### WORK REQUEST 1
Decide whether each statement below agrees with the article about Kimble Chase, and answer yes or no, quoting the words of the article that decide it: (a) Kimble Chase is headquartered in Vineland, New Jersey. (b) Kimble Chase was formed in 2005. (c) The joint venture includes Scherf Praezision in China.
### WORK REQUEST 2
Write the next part of the article about Kimble Chase, picking up after its final sentence.
[SOURCE DOCUMENT]
Kimble Chase
- Headquarters: Vineland, New Jersey

= Kimble Chase =

American lab equipment supplier

Kimble Chase, short for Kimble Chase Life Science and Research Products LLC, is headquartered in Vineland, New Jersey. Kimble Chase supplies laboratory equipment and consumables for analytical chemists in the pharmaceutical, scientific, clinical, educational, environmental, industrial, and agricultural markets. In 2007, Kimble Chase was formed through a joint venture between Gerresheimer AG and Thermo Fisher Scientific (NYSE: TMO). The joint venture combines the operations of Pfeiffer Glass, Chase Scientific Glass, Kimble Kontes, and Kimble Mexico in North America, Scherf Praezision in Germany, and KBL and KBG in China.
[/SOURCE DOCUMENT]
[DATA SHOWN]
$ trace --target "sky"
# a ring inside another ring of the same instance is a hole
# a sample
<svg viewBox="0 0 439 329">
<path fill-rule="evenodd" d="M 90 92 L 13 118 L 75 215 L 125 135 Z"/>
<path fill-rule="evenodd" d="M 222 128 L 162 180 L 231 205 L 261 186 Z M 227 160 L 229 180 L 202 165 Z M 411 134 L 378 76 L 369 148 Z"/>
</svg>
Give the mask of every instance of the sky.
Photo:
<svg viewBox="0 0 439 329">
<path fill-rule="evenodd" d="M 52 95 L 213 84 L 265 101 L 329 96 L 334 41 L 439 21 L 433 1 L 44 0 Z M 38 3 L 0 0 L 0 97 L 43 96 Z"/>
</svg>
[/DATA SHOWN]
### EXERCISE RESPONSE 1
(a) Yes: "is headquartered in Vineland, New Jersey"
(b) No: "In 2007, Kimble Chase was formed"
(c) No: "Scherf Praezision in Germany"

### EXERCISE RESPONSE 2
The two largest operations that now comprise Kimble Chase, Kimble Kontes and Chase Scientific, both started as family businesses in the late 19th century and early 20th century. In the late 19th century, Kimble Glass started making vials, funnels, medicine droppers and culture tubes in a Chicago loft. Founded in 1942, Kontes Glass made high precision, specialty glassware on the top floor of the family-owned Royal Candy Shop. The crown symbol from the candy shop sign is still part of the Kontes logo. Kontes Glass became a sister company to Kimble glass around 1982. Some time in the early years of 2000, Gerresheimer Glass purchased the two companies and shortly thereafter Kontes became known as Kimble-Kontes. Chase Scientific Glass, founded in 1934, is a major supplier of disposable laboratory glassware for North America, Europe and the Asia Pacific. Today, Kimble Chase has 1,500 employees, six manufacturing facilities—located in the United States, Mexico, Germany, and China—and over 10,000 total square feet of production and warehouse space.